(Point-per-instance localization data)

☆ ☆ ☆ ☆ ☆

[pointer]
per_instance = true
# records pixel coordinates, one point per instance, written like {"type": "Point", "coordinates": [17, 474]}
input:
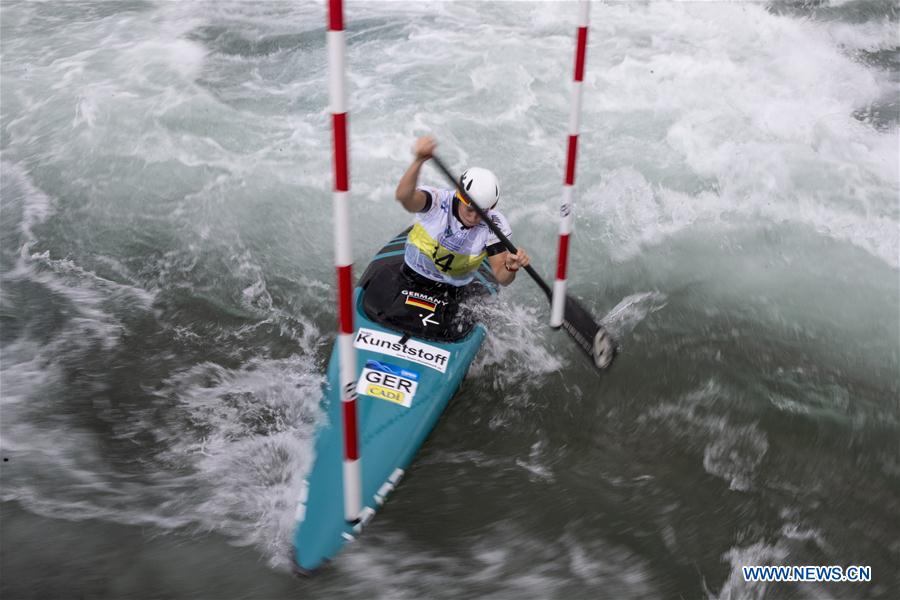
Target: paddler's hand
{"type": "Point", "coordinates": [516, 261]}
{"type": "Point", "coordinates": [424, 147]}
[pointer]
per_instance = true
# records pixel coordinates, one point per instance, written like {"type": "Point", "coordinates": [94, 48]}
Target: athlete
{"type": "Point", "coordinates": [448, 241]}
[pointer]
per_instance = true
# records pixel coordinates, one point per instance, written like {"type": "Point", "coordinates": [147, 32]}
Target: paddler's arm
{"type": "Point", "coordinates": [505, 265]}
{"type": "Point", "coordinates": [412, 199]}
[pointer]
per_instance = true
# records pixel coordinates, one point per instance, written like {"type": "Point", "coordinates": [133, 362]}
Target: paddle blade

☆ ☆ ☆ ☆ ☆

*WORK TASK*
Exact copy, no pictures: please print every record above as written.

*REPLY*
[pointer]
per_instance = true
# records pixel coordinates, one point per instance, written like {"type": "Point", "coordinates": [17, 474]}
input:
Target: paddler's hand
{"type": "Point", "coordinates": [516, 261]}
{"type": "Point", "coordinates": [424, 147]}
[pointer]
per_instance = true
# records pixel coordinates, one point per instance, written like {"type": "Point", "coordinates": [94, 48]}
Target: athlete
{"type": "Point", "coordinates": [448, 241]}
[pointer]
per_instance = true
# records pixel coordinates, one point per instance, written like {"type": "Point", "coordinates": [147, 32]}
Target: paddler's arm
{"type": "Point", "coordinates": [505, 265]}
{"type": "Point", "coordinates": [412, 199]}
[pointer]
per_instance = true
# records pixel coordinates, one point per instance, written like {"type": "Point", "coordinates": [133, 362]}
Target: paddle blade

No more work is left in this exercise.